Wednesday, 14 July 2010

ZINA

Bismillahirrahmanirrahim...

"Dari Abi Hurairah r.a. dari Nabi Saw. bersabda : Nasib anak Adam mengenai zina telah ditetapkan, tidak mustahil dia pernah melakukannya. Zina kedua matanya adalah dengan penglihatan. Zina kedua telinganya adalah dengan pendengaran. Zina lisannya adalah dengan berkata-kata. Zina kedua tangannya adalah dengan memukul (meraba-pen). Zina kakinya adalah dengan melangkah (ke tempat-tempat maksiat). Zina hatinya adalah dengan menginginkan atau mencita-citakannya. Sedangkan kemaluannya mengikuti atau menolaknya. (H.R. Bukhari-Muslim)

Lingkungan atau kondisi pada zaman yang serba canggih ini, akan tetapi merosotnya akhlak dan moral membuat hal itu semakin berpotensi untuk terjadi. Setan-setan semakin gencar menyebarkan provokasinya terhadap perbuatan-perbuatan yang terlarang.

Zina, adalah sebuah kata yang mengandung konotasi yang buruk, sesuai dengai pengertiannya. Perbuatan yang sangat diharamkan oleh Allah swt. kepada hamba-hamba-Nya. Jangankan melakukannya, mendekatinya saja tidak boleh.

Seiring dengan kemunduran-kemunduran yang dialami oleh umat Islam, banyak yang mendefinisikan kata-kata ini hanya sebatas hubungan di luar nikah. Sehingga banyak orang yang terjebak dalam perbuatan yang sangat disukai oleh setan ini.

○ ○ ○ ○ ○

Tugas Anda »
A. Jawablah pertanyaan berikut berdasarkan teks tentang zina.
(i) Menurut hadis dalam teks, zina kedua mata dilakukan dengan apa?
(ii) Dari siapa hadis tersebut berasal?
(iii) Banyak orang mendefinisikan kata zina hanya sebatas apa?
B. Tentukan apakah setiap pernyataan berikut sesuai dengan teks tentang zina, lalu kutip kata-kata teks yang menjadi dasarnya.
(i) Mendekati zina saja tidak diperbolehkan.
(ii) Menurut hadis, zina lisan dilakukan dengan mendengar.
(iii) Setan-setan semakin jarang menyebarkan provokasi terhadap perbuatan terlarang.

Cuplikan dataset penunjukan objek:
○ ○ ○ ○ ○

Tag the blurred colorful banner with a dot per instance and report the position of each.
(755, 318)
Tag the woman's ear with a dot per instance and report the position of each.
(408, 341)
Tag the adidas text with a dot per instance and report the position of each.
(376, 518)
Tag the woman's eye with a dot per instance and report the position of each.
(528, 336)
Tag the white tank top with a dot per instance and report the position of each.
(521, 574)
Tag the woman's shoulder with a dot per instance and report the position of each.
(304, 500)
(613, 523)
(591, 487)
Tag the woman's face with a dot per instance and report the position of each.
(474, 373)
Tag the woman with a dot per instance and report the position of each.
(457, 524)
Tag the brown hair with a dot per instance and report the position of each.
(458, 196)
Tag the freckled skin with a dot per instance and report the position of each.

○ ○ ○ ○ ○

Jawaban »
A.
(i) Dengan penglihatan.
(ii) Dari Abi Hurairah r.a., dari Nabi Saw.
(iii) Hanya sebatas hubungan di luar nikah.

B.
(i) Ya: "Jangankan melakukannya, mendekatinya saja tidak boleh."
(ii) Tidak: "Zina lisannya adalah dengan berkata-kata."
(iii) Tidak: "Setan-setan semakin gencar menyebarkan provokasinya terhadap perbuatan-perbuatan yang terlarang."